▶ To do:
Copy out the records again, requests included, from the line containing "of the soldier" through the end of the records, and add 130 to every pin coordinate in the answers.

▶ Given entries:
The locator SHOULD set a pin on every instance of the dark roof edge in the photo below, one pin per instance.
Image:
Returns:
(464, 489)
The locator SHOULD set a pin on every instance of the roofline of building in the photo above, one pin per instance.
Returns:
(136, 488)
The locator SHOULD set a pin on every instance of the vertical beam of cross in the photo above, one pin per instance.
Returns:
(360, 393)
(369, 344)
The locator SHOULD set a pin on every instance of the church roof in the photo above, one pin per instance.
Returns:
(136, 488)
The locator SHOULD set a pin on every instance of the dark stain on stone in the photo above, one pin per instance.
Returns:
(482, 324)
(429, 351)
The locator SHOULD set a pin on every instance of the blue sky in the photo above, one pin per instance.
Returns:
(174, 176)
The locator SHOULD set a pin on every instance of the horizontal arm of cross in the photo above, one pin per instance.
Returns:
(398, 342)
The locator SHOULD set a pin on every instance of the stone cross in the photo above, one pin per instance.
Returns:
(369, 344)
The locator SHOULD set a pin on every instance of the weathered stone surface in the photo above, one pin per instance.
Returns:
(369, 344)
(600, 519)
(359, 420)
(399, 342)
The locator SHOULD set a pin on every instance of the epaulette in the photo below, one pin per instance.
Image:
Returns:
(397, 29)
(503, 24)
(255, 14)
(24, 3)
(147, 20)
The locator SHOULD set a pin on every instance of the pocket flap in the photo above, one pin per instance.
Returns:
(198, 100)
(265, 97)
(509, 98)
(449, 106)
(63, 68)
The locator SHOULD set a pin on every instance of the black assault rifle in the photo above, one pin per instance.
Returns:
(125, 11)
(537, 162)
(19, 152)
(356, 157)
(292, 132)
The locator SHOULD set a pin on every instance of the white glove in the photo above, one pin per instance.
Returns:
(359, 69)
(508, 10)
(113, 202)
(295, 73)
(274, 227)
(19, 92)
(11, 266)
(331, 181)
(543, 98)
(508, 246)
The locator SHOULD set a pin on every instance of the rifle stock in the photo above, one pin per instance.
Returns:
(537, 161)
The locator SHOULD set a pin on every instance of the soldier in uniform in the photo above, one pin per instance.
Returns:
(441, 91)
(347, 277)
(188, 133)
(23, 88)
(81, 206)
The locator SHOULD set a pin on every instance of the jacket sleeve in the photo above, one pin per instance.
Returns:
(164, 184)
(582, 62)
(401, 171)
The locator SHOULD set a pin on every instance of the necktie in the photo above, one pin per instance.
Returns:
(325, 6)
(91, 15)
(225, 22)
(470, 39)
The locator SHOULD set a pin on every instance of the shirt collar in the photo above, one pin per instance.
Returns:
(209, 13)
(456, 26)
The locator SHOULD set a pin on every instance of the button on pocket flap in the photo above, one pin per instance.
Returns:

▶ Worked solution:
The locator SHOULD set a pin on every instance of the soldier in uniform in the photo above, one pin per instance.
Returns:
(571, 221)
(477, 407)
(318, 263)
(153, 218)
(211, 336)
The locator SHOULD set a pin on every instance of the jacket sleeve in the photo above, one pin per instance.
Returns:
(294, 314)
(712, 192)
(531, 301)
The locator SHOULD set a pin on every instance of the necktie in the photo above, one pin per instance.
Returns:
(455, 136)
(221, 145)
(355, 152)
(600, 169)
The locator SHOULD set a pin on every instance of the shirt collar in the photo above, one pin per instance.
Returns:
(339, 143)
(586, 156)
The locator SHOULD set a pin on every instance of the button on pocket flap in the photo above, one pin per instance.
Returns:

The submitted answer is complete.